BERSHKA EXPERIENCE: L'INTEGRAZIONE TRA ONLINE E OFFLINE

4. BERSHKA EXPERIENCE: L'INTEGRAZIONE TRA ONLINE E OFFLINE                                    tempo di lettura: 2 minuti

di Federica Montalbano

Le aziende oggi sono chiamate a reagire alla digital transformation che è in atto in tutti i settori economici partendo dalla finanza, passando per il settore fashion fino all’alimentare. Oggi i consumatori richiedono esperienze in punto vendita, qualcosa che li spinga a visitare il brick and mortar e non limitarsi all’acquisto online, qualcosa che sia interattivo e che li metta al centro della loro esperienza d’acquisto. Appunto per questo le aziende sono chiamate a rendere le esperienze di acquisto online e offline seamless.

Parte dall’Italia, da Cremona, l’integrazione tra fisico e online per il secondo brand più importante per volumi di vendita del gruppo Inditex. Bershka lancia una shopping experience attraverso cui il cliente potrà effettuare i suoi acquisti in store con l’aiuto dello smartphone.

Con la nuova app Bershka Experience e con l’aiuto delle ultime tecnologie, i clienti potranno richiedere il capo che desiderano e inviarlo direttamente in camerino o alle casse, semplicemente scannerizzando l’etichetta dell’articolo.

Attualmente è possibile godere di questa esperienza solo nello store di Cremona, che possiede una superficie di 667 metri quadrati e ospita le collezioni uomo e donna, se l’esperimento avrà successo però anche altri store nel nostro paese dovranno interagire con la nuova app. Tutto ciò che è presente all’interno dello store è stato progettato esclusivamente per quello spazio, e il visual merchandising è stato adattato non solo allo spazio ma anche al pubblico della città.

Nello store i clienti potranno scegliere il modo di vivere il punto vendita e le preferenze d’acquisto, tra un metodo di fruizione dei servizi tradizionale oppure attraverso il sistema innovativo di Bershka Experience.

===============

### [Cose da fare]
A) Rispondi alle domande seguenti sul testo su Bershka Experience:
(i) In quale città si trova l'unico negozio in cui oggi si può provare l'esperienza?
(ii) Qual è la superficie di quel negozio?
(iii) Che cosa deve scannerizzare il cliente per inviare un capo in camerino o alle casse?
B) Conta le righe dei record in cui compare la parola "green" e scrivi soltanto il numero.

### [Materiale da elaborare]
===============

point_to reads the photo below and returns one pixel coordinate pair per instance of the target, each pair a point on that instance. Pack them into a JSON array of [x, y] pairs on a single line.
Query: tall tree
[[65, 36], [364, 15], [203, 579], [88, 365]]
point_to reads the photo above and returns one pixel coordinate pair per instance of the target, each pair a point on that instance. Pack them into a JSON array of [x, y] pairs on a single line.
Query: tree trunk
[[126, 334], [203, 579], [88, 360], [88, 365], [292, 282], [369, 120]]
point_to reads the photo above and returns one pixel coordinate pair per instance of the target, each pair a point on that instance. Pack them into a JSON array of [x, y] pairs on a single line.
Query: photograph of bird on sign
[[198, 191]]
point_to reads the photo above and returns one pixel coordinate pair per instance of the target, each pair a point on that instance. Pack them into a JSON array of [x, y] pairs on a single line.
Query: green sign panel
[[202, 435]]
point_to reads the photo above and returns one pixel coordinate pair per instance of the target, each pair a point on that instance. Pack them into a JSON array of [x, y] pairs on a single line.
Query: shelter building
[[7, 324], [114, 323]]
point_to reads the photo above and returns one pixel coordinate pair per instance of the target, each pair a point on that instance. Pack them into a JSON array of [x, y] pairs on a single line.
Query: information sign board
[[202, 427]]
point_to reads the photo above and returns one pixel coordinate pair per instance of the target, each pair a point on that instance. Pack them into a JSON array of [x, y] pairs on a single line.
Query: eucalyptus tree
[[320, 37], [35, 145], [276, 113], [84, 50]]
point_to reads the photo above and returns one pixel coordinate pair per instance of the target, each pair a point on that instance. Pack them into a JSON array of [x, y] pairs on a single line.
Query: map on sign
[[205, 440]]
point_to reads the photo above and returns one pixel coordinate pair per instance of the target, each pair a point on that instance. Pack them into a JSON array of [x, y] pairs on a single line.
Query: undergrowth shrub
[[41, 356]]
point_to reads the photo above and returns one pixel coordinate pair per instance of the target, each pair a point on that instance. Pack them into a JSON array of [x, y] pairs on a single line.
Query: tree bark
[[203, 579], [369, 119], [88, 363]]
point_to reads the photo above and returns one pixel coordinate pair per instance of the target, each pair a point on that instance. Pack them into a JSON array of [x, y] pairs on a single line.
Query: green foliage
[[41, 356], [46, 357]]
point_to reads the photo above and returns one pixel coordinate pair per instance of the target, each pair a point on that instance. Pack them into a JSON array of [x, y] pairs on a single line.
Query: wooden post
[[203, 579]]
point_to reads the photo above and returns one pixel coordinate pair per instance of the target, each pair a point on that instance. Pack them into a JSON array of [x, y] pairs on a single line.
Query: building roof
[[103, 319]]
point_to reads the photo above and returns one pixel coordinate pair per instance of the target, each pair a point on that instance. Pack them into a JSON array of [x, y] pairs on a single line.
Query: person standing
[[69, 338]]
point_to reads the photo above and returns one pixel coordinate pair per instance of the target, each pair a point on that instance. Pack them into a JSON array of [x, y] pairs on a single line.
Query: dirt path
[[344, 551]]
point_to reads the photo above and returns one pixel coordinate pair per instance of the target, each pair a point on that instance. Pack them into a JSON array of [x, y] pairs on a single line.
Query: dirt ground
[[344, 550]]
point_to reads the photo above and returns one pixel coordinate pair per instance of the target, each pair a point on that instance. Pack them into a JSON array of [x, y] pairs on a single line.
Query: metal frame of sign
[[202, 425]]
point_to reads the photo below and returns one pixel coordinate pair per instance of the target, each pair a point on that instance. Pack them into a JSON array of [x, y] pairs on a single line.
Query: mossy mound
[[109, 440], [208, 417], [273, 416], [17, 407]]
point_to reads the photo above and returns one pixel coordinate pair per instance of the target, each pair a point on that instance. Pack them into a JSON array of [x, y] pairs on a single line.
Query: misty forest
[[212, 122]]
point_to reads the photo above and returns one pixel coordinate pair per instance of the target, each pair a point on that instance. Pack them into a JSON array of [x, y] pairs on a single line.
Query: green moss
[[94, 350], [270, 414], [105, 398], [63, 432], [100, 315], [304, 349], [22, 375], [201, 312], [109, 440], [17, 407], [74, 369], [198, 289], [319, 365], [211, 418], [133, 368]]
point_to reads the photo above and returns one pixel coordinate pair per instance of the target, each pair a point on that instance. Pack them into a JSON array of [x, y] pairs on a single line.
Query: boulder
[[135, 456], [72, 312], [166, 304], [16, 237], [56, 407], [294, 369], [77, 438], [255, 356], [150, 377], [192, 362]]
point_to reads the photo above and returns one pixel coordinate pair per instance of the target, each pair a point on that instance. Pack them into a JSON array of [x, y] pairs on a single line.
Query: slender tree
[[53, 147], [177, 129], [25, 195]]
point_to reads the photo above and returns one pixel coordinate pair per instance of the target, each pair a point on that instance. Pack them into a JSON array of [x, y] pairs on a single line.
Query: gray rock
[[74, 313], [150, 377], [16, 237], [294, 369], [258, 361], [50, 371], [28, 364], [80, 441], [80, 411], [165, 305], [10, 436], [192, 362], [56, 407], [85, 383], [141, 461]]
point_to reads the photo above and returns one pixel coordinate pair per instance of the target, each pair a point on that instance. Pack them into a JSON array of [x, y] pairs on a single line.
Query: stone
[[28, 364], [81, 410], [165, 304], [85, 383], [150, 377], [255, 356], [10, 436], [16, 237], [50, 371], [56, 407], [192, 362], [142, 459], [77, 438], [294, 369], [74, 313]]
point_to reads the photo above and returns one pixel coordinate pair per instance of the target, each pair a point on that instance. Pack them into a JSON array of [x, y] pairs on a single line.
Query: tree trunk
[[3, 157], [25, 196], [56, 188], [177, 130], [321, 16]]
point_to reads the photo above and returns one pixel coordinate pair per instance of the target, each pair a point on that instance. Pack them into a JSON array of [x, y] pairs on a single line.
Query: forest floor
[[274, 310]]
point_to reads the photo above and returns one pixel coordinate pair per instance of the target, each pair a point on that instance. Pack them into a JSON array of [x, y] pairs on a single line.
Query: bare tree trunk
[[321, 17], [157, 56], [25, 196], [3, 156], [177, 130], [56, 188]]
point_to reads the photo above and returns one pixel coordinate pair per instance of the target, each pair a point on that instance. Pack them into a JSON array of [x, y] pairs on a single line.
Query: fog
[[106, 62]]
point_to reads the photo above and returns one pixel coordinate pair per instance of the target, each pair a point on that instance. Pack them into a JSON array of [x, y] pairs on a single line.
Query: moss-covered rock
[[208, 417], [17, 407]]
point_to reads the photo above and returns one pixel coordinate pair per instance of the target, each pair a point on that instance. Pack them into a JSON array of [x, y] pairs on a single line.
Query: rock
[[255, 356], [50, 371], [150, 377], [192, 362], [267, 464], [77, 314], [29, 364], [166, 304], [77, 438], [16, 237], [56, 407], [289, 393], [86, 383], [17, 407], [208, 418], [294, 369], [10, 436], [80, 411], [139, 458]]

===============

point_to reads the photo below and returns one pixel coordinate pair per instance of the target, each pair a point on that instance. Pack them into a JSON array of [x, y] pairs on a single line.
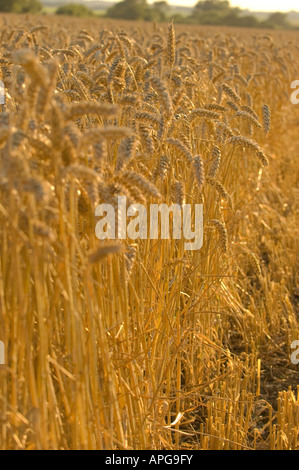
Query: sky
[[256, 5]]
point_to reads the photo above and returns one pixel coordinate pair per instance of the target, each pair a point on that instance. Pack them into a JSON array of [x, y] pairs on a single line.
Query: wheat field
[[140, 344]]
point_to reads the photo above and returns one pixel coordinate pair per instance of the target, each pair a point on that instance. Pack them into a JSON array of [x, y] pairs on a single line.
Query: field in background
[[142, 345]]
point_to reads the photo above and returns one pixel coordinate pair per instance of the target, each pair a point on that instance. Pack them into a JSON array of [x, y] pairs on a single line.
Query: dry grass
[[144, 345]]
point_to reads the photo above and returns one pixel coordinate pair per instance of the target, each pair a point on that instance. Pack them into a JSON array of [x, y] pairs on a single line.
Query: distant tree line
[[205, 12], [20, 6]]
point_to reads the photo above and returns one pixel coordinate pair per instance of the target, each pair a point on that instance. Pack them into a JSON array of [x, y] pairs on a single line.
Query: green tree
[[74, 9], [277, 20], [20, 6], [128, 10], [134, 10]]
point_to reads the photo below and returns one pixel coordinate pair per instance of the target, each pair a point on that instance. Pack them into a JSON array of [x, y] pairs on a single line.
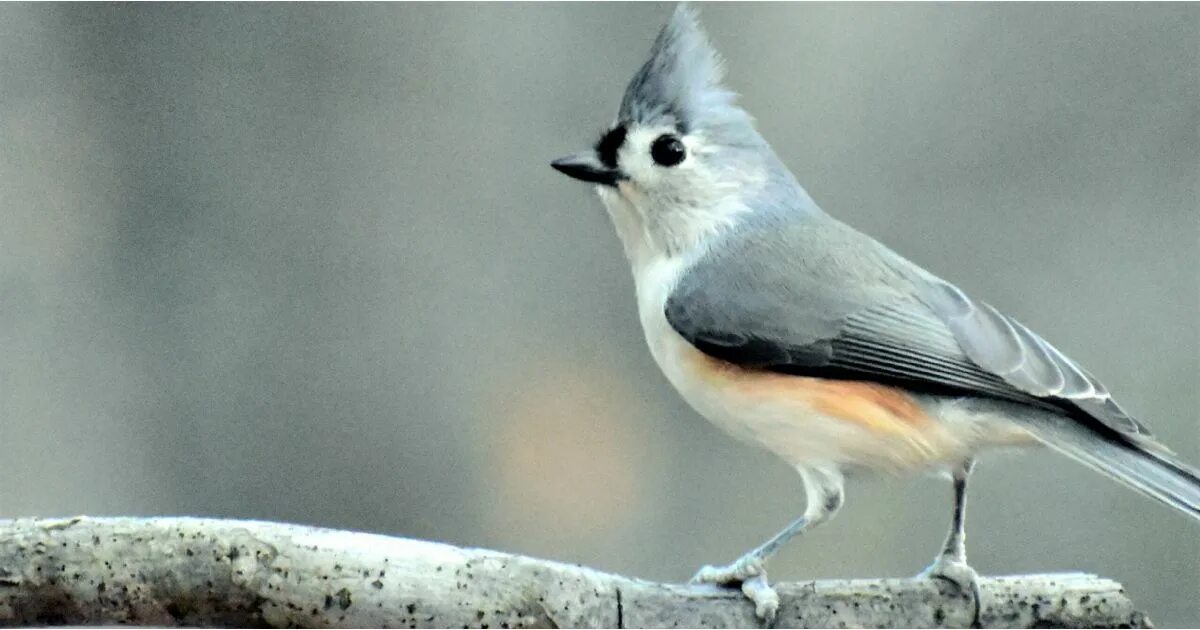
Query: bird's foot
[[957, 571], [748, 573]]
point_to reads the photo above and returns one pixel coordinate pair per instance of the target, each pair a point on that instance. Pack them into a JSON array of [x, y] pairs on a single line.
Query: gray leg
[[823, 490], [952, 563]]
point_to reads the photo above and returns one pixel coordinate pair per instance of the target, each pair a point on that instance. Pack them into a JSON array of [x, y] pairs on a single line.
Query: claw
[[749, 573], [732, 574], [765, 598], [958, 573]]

===============

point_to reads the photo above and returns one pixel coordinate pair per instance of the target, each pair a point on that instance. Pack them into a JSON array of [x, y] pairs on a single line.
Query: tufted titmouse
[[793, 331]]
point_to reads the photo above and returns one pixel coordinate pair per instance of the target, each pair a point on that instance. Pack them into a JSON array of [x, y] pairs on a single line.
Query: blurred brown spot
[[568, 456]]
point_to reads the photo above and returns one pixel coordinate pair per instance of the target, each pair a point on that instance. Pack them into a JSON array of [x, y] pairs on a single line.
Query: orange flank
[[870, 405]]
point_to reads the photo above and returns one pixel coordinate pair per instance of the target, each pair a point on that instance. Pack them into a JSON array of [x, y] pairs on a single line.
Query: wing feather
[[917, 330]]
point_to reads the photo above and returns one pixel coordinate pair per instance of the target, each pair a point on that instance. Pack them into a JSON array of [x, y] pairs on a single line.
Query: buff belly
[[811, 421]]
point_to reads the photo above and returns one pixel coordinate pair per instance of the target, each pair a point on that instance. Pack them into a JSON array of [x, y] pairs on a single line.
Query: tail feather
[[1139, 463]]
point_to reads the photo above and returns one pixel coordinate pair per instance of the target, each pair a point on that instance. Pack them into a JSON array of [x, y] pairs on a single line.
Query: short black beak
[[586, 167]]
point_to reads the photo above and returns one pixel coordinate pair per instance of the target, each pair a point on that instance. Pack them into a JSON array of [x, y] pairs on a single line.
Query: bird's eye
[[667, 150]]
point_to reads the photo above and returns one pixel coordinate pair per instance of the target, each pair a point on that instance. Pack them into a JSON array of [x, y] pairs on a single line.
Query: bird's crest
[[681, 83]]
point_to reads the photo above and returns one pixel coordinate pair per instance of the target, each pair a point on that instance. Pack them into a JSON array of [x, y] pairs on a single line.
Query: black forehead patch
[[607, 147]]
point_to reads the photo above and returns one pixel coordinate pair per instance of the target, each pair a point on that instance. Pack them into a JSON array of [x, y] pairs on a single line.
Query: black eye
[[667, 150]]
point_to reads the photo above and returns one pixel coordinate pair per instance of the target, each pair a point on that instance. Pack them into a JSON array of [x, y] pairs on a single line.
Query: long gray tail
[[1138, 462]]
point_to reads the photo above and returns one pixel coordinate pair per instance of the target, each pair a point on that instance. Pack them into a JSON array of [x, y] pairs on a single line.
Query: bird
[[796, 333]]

===============

### [Soluzioni complete]
A)
(i) Cremona.
(ii) 667 metri quadrati.
(iii) L'etichetta dell'articolo.

B) 4